DATA TO USE START
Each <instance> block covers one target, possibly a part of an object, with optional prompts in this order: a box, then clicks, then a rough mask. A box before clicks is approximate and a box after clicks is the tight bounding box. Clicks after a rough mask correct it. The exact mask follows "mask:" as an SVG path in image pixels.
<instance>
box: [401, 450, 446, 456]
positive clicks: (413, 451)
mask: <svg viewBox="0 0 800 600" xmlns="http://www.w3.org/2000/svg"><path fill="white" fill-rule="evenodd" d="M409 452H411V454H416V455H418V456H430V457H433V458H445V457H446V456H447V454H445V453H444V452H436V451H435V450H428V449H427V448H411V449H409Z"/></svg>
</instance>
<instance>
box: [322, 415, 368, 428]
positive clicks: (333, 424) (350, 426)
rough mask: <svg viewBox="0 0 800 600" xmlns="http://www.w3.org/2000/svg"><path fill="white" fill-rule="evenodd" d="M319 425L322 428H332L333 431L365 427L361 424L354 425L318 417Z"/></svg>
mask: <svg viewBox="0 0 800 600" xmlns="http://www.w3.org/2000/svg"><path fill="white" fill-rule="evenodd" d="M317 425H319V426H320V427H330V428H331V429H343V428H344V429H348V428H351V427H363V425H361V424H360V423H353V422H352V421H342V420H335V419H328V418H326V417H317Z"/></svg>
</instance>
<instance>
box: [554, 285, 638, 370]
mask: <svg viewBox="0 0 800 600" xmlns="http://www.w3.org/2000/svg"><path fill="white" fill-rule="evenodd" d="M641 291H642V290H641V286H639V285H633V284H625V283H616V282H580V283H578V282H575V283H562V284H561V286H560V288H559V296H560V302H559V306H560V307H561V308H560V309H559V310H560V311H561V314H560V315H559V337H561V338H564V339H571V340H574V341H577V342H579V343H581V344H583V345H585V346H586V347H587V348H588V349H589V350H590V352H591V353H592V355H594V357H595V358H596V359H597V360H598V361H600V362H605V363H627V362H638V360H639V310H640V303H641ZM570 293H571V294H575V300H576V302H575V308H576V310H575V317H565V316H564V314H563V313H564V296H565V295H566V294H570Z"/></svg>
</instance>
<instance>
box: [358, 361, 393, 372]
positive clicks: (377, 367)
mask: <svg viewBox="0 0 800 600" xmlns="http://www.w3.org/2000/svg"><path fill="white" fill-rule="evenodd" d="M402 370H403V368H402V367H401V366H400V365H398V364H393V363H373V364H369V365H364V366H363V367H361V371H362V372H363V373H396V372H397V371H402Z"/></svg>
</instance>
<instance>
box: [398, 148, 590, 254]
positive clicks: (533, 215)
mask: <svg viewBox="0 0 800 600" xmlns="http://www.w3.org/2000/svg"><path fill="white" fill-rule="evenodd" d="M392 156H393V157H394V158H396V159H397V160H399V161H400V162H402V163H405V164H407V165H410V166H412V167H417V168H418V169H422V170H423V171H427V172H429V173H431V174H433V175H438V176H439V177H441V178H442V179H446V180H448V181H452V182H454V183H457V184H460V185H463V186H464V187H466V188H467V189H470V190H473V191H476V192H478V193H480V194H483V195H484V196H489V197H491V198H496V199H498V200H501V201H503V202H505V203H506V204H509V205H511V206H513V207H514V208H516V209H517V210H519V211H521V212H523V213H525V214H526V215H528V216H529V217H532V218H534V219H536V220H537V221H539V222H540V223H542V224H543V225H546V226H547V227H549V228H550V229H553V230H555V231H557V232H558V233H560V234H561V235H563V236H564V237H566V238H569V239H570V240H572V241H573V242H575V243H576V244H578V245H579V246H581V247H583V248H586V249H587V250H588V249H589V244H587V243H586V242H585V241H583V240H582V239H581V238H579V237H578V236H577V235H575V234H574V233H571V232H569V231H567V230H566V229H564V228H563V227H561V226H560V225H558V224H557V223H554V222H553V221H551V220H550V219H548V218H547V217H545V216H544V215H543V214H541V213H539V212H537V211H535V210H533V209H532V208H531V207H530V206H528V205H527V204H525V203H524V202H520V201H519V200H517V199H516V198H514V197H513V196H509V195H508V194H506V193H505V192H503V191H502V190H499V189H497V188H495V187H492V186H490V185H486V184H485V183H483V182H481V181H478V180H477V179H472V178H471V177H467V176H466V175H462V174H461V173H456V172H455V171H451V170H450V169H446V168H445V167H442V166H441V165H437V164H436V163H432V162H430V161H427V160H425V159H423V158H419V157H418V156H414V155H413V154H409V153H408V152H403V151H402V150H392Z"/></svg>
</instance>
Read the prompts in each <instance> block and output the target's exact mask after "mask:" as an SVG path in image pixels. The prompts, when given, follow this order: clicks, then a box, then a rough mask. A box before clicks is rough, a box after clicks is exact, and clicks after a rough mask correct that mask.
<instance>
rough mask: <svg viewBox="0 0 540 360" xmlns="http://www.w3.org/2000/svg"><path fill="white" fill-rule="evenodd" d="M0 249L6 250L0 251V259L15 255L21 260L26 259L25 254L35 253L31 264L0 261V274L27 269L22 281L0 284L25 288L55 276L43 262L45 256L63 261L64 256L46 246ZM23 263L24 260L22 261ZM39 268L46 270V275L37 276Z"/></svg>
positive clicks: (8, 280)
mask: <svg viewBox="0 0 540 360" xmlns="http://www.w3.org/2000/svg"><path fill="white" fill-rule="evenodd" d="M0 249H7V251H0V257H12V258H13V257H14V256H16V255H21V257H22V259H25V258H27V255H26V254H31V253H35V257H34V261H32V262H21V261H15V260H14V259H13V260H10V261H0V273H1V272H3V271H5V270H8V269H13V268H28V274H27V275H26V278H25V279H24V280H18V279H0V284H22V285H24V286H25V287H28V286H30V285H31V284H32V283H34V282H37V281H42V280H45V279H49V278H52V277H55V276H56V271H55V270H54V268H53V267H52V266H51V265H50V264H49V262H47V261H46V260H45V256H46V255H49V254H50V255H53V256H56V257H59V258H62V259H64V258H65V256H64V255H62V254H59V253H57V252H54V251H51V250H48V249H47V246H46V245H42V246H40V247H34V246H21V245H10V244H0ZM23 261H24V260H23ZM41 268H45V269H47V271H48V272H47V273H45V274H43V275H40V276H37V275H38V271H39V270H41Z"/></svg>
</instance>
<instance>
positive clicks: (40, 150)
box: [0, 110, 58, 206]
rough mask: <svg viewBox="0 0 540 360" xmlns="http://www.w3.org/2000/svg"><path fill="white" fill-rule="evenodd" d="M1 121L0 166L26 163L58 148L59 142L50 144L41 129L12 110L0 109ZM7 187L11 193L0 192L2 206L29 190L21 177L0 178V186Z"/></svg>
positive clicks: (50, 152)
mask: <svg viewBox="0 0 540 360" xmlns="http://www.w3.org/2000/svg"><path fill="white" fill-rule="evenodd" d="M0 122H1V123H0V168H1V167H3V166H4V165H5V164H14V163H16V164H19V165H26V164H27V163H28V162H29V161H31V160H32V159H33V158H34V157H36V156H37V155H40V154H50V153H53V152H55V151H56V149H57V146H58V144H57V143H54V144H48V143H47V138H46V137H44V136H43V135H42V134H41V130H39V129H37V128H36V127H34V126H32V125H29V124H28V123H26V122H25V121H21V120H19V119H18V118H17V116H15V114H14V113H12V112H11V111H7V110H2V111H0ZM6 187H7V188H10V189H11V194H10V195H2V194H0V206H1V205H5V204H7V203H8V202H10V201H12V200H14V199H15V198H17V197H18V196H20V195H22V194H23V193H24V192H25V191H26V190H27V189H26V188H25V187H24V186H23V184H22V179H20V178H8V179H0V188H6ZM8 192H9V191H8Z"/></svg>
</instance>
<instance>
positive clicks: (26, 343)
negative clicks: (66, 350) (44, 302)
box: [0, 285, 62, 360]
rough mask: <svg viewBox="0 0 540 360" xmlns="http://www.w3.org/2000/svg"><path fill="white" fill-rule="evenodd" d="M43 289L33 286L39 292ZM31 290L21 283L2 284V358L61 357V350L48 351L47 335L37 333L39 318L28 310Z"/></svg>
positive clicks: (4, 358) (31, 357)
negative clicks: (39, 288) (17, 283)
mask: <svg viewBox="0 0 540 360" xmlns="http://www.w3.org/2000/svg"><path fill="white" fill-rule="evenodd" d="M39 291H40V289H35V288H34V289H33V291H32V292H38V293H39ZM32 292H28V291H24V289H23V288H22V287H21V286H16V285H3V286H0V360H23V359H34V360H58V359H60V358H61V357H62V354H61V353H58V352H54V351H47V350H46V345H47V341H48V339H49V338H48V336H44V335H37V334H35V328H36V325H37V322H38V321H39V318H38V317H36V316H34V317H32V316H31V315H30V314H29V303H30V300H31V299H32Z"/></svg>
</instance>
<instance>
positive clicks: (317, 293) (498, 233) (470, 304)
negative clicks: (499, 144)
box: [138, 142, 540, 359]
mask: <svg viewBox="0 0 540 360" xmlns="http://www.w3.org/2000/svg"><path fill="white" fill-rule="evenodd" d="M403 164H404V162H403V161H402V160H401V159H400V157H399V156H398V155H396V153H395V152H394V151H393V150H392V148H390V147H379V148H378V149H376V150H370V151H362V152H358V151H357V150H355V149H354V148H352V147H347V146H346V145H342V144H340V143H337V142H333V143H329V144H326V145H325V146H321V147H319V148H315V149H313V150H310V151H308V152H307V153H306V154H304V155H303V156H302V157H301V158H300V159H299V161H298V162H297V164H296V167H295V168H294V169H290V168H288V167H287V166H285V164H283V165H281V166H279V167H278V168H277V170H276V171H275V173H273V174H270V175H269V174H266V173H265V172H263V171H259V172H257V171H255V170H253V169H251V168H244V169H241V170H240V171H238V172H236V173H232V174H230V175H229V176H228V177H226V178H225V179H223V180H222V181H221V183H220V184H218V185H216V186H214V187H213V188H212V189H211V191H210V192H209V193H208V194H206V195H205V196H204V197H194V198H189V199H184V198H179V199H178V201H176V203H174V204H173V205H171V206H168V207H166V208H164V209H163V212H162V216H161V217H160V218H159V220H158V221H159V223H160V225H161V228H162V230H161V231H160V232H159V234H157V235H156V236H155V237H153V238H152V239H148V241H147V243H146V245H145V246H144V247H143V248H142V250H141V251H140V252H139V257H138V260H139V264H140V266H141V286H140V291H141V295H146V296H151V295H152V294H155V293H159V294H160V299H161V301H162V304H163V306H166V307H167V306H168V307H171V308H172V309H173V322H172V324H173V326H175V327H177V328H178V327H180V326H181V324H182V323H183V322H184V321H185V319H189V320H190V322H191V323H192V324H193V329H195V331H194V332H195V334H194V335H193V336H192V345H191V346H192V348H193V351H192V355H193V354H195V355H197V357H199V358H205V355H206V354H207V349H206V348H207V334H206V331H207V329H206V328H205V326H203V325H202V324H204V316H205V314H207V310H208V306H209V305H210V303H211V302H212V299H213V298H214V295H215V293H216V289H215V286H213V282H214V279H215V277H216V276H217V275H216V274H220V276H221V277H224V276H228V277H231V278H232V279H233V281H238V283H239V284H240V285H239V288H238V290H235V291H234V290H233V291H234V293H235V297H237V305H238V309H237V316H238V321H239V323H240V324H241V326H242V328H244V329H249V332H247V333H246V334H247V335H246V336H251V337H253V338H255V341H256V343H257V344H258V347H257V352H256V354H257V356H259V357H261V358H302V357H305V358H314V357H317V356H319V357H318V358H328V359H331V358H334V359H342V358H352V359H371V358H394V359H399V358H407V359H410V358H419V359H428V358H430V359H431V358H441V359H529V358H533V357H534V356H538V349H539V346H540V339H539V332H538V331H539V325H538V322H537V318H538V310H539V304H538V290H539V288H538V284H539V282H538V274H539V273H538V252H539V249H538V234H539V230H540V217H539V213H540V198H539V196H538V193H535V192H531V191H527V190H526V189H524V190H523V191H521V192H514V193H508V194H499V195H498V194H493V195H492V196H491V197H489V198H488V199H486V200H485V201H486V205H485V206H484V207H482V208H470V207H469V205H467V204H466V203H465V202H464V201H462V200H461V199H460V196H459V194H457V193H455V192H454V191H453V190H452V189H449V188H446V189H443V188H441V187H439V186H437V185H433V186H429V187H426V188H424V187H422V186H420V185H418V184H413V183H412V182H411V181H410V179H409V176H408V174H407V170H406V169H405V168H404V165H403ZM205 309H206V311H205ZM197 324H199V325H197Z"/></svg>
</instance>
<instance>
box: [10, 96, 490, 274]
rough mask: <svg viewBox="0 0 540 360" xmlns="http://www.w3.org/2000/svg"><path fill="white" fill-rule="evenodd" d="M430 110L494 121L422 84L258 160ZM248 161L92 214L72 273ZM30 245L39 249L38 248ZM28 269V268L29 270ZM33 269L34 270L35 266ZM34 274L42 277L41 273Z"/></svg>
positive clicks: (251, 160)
DATA TO USE END
● **WHAT YOU WILL DO**: From the first line of the data through the line with "box: [401, 450, 446, 456]", quote each line exactly and add nothing else.

● **EXERCISE SOLUTION**:
Each <instance> block covers one target, possibly a part of an object, with optional prompts in this order: a box, then clicks, then a rough mask. A box before clicks is approximate and a box after clicks is the tight bounding box. Clicks after a rough mask correct it. The exact mask follows "mask:" as an SVG path in image pixels.
<instance>
box: [401, 450, 446, 456]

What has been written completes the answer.